◆ **PAGE EXCERPT**
##############################
The rage of the black ghetto had been accumulating against all the symbols of oppression. The police, of course, were the most obvious and visible manifestation of this power, and in a riot they were one of the most convenient targets for the rioters. Newsmen and firemen also became victims of rock and bottle throwing. White-owned stores throughout the ghettoes formed another target for this anger. Before long, rioters were breaking into stores and carrying off everything from beer to television sets and clothing. Breaking and looting was shortly followed by burning. The center of the action was soon nicknamed "Charcoal Alley."

After a couple of days when the riot continued to grow, Los Angeles officials began to consider calling in the National Guard. Police Chief Parker did not know that it was necessary for him to contact the Governor's office and ask the Governor to call out the Guard. Unfortunately, Governor Brown was in Greece. The Lieutenant Governor was afraid to make such an important decision on his own initiative. Finally, Los Angeles officials phoned Governor Brown in Athens, and he gave his authority for calling out the Guard.

By the time the Guard arrived, all of Watts was covered with billowing clouds of smoke. The looting and burning were no longer confined to roving gangs of youths. Angry adults, who had previously only urged them on, had become intoxicated by the mood of destruction. People of all ages, many of whom had had no previous police record, began to join. The pressure chamber had blown its valve and was now letting off steam. Watts abandoned itself to an emotional orgy.

The National Guard had not been adequately trained to handle civil disorders. It also came with a point of view which was unsuited to a civilian outburst. They had been trained to work against an enemy, and had a tendency to interpret every action in this way and to view all the residents of Watts as enemies. When two drunks in a car refused to stop at a Guard roadblock and ran into a line of soldiers, the Guard interpreted it as a deliberate and malicious suicide attack. The Guard was convinced that they were being personally threatened, and the officers issued live ammunition to all the men.

By the end of the riot, the Guard had fired thousands of rounds of ammunition. The press portrayed Watts as an armed camp with scores of black snipers systematically trying to pick off the police and the Guard. In retrospect, both the police and the Guard came to believe that most of the snipers had really been the police and the Guardsmen unknowingly shooting at each other. When all of the evidence was examined in the calm light of day, very little of it pointed to the existence of snipers. Gradually, the Guard gained confidence in itself and in the situation. The more that it acted in calm and deliberation, the more quickly peace was restored to the area. Finally, eleven days after the Frye arrest the last members of the Guard withdrew, and the next day the police returned to normal duty.
##############################
◆ **DATA PROVIDED**
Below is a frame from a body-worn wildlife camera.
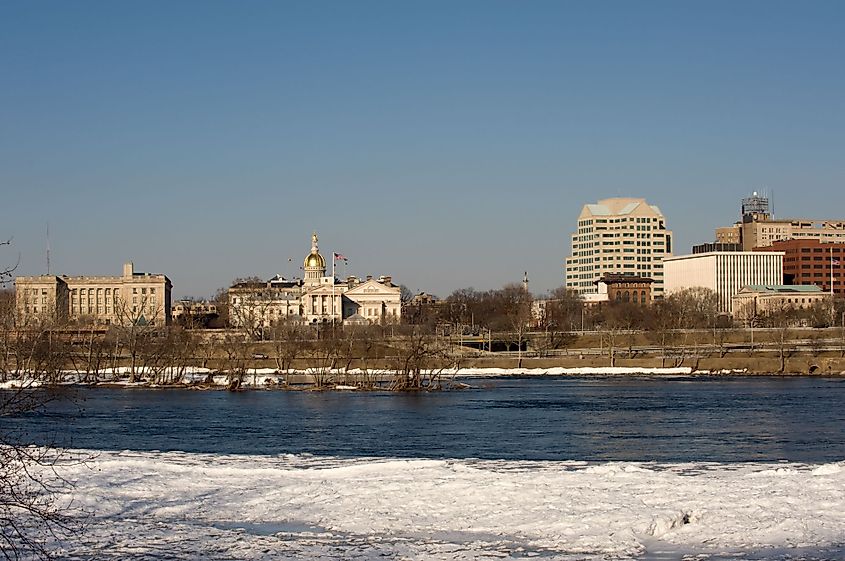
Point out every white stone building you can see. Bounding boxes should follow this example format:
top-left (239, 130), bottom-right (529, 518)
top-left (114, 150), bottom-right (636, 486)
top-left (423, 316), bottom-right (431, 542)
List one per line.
top-left (733, 284), bottom-right (831, 321)
top-left (663, 251), bottom-right (784, 313)
top-left (566, 198), bottom-right (672, 298)
top-left (15, 262), bottom-right (173, 325)
top-left (229, 233), bottom-right (402, 327)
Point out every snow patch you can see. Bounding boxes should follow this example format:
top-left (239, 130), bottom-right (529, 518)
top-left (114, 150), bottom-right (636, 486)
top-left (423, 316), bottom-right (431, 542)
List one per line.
top-left (41, 451), bottom-right (845, 561)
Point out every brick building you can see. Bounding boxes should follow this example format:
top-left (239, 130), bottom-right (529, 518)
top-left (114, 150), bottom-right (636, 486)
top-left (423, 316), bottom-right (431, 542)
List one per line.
top-left (756, 239), bottom-right (845, 296)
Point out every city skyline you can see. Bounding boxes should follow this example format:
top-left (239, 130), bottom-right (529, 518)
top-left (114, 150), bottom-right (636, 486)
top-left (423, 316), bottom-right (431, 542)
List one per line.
top-left (0, 2), bottom-right (845, 297)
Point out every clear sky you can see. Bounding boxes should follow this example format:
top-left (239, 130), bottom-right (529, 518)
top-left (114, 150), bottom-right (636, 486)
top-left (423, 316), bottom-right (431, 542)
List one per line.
top-left (0, 0), bottom-right (845, 297)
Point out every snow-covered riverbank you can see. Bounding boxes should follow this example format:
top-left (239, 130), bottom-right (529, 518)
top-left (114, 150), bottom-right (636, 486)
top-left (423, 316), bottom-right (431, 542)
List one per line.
top-left (0, 367), bottom-right (745, 389)
top-left (44, 451), bottom-right (845, 560)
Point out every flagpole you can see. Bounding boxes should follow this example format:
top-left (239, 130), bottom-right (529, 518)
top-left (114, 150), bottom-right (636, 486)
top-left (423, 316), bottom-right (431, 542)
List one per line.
top-left (830, 245), bottom-right (833, 297)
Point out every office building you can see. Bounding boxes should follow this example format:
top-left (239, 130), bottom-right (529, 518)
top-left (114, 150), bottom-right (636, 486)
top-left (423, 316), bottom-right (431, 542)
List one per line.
top-left (566, 198), bottom-right (672, 298)
top-left (663, 251), bottom-right (784, 313)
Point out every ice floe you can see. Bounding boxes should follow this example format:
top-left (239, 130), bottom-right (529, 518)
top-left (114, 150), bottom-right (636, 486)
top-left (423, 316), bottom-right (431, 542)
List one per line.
top-left (38, 451), bottom-right (845, 561)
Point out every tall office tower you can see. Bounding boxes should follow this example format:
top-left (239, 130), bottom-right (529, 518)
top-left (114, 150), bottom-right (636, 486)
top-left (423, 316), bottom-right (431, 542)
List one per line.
top-left (566, 198), bottom-right (672, 298)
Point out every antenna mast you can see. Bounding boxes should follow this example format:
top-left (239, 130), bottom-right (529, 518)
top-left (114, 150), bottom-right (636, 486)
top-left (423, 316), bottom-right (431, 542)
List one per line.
top-left (47, 222), bottom-right (50, 275)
##############################
◆ **TO BE DONE**
In the Watts riot passage, recast the paragraph that opens "After a couple of days" as a short bulleted list that keeps its main facts.

◆ **ANSWER TO THIS TASK**
- After the riot kept growing for a couple of days, Los Angeles officials considered calling in the National Guard.
- Police Chief Parker did not know he had to contact the Governor's office and ask the Governor to call out the Guard.
- Governor Brown was in Greece.
- The Lieutenant Governor was afraid to make the decision on his own.
- Los Angeles officials finally phoned Governor Brown in Athens, and he authorized calling out the Guard.